STATED PROBLEM A
Please decide whether each statement agrees with the BinEgo-360 Challenge overview below. Answer yes or no for each, and quote the words of the text that decide it: (i) The challenge emphasizes benchmarking with equirectangular or spherical camera data. (ii) The framework focuses on processing input from multiple sensors. (iii) Benchmark results are reported on metrics that include IoU.
STATED PROBLEM B
Extend the BinEgo-360 Challenge overview below, starting after its final sentence.

EXTRACT PROVIDED
BinEgo-360 Challenge: Advanced 360º Vision

Updated 15 December 2025

BinEgo-360 Challenge is a comprehensive framework advancing egocentric 360º vision by integrating dense depth estimation, temporal action localization, multi-view reconstruction, and BEV mapping.
It leverages innovative techniques such as geometric feature fusion, transformer-based aggregation, and multi-task learning to address challenges like spherical distortions and rapid deployment.
Benchmark results demonstrate state-of-the-art performance on metrics (e.g., Abs Rel, mAP, IoU) across diverse datasets, ensuring robustness in real-world applications.

The BinEgo-360 Challenge is a competitive and methodological framework designed to advance algorithmic solutions for robust and efficient understanding of 360-degree egocentric visual data. It targets key problems in monocular dense depth estimation, temporal action localization, 360º object reconstruction, and related 3D scene representation tasks, often under constraints of limited views and rapid real-world deployment. The challenge emphasizes transparent benchmarking using equirectangular (ERP) or spherical camera data, with an explicit focus on passive, single-sensor processing and generalization beyond category labels.

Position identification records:

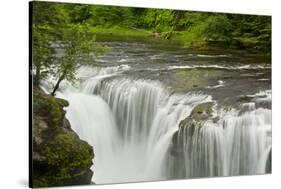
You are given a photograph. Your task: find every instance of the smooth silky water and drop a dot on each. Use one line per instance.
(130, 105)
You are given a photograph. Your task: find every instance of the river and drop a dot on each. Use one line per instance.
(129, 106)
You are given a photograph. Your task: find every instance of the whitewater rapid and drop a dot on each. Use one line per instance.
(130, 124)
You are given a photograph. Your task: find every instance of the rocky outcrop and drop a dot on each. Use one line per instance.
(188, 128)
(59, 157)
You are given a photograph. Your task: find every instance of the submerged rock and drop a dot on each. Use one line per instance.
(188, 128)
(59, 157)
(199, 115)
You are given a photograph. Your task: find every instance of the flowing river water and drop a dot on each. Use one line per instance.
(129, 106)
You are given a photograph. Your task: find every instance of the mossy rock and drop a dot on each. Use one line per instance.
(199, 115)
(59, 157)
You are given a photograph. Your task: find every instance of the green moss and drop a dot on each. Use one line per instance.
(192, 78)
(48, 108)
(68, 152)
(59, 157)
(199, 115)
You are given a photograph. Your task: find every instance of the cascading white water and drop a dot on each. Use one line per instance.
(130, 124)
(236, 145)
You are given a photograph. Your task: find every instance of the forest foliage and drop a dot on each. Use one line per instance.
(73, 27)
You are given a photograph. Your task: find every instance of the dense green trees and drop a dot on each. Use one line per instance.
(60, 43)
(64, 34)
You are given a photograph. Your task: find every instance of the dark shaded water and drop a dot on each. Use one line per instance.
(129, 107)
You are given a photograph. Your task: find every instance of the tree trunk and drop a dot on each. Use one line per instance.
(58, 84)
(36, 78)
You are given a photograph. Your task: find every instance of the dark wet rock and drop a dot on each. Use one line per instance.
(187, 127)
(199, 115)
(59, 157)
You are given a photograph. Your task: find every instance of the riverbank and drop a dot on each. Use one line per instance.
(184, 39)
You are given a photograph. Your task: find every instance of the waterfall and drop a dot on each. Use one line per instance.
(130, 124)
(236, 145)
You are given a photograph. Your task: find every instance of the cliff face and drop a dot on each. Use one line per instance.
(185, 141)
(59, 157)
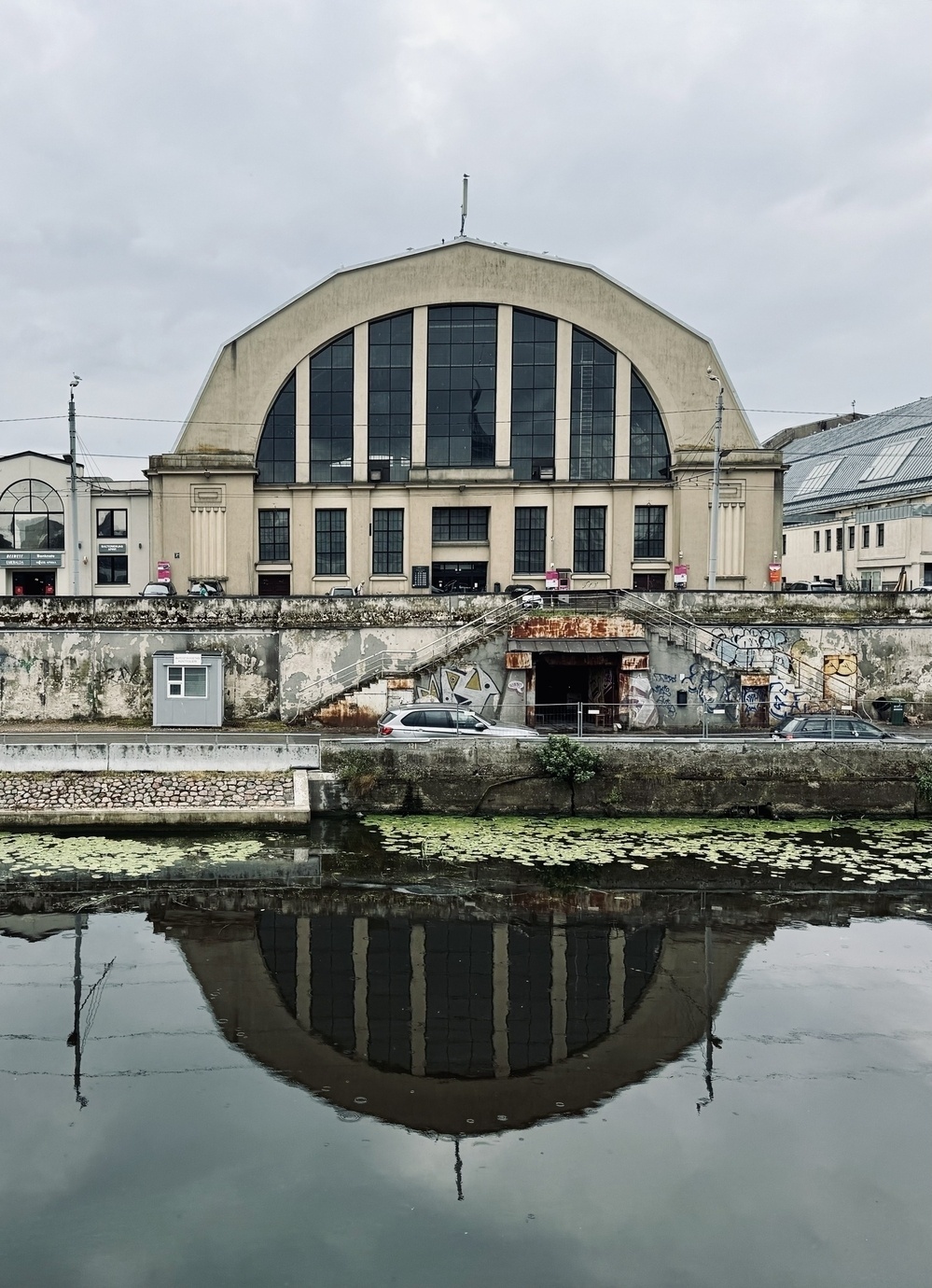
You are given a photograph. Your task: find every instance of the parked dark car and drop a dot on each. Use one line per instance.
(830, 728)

EXERCISE ANSWER A
(i) Yes: "The challenge emphasizes transparent benchmarking using equirectangular (ERP) or spherical camera data."
(ii) No: "with an explicit focus on passive, single-sensor processing."
(iii) Yes: "Benchmark results demonstrate state-of-the-art performance on metrics (e.g., Abs Rel, mAP, IoU)."

EXERCISE ANSWER B
1. Dense 360º Depth Estimation: The OmniFusion Paradigm

Accurate monocular depth estimation from 360º images is challenged by severe spherical distortions and the discrepancy between predictions from local perspective views and the global equirectangular domain. The OmniFusion pipeline provides a reference architecture for addressing this, decomposing a single ERP RGB image into $N$ overlapping tangent-plane perspective patches via closed-form gnomonic projection. Each patch is processed by a standard CNN encoder-decoder to produce local depth and confidence maps, which are reprojected and merged into a unified ERP depth map via confidence-weighted averaging.

OmniFusion incorporates geometry-aware feature fusion by embedding each pixel’s true 3D spherical location and tangent-center attributes via an MLP $G(\cdot):(\lambda,\phi,\rho,\lambda_c,\phi_c)\to\mathbb{R}^{64}$ , where $\lambda,\phi$ are longitude/latitude, $\rho$ is radius (initialized to 1), and $\lambda_c,\phi_c$ are patch center angles. This geometric vector is summed with the 2D image feature channel at each early encoder stage, enabling the model to correct patch-wise discrepancies due to varying viewpoint geometry.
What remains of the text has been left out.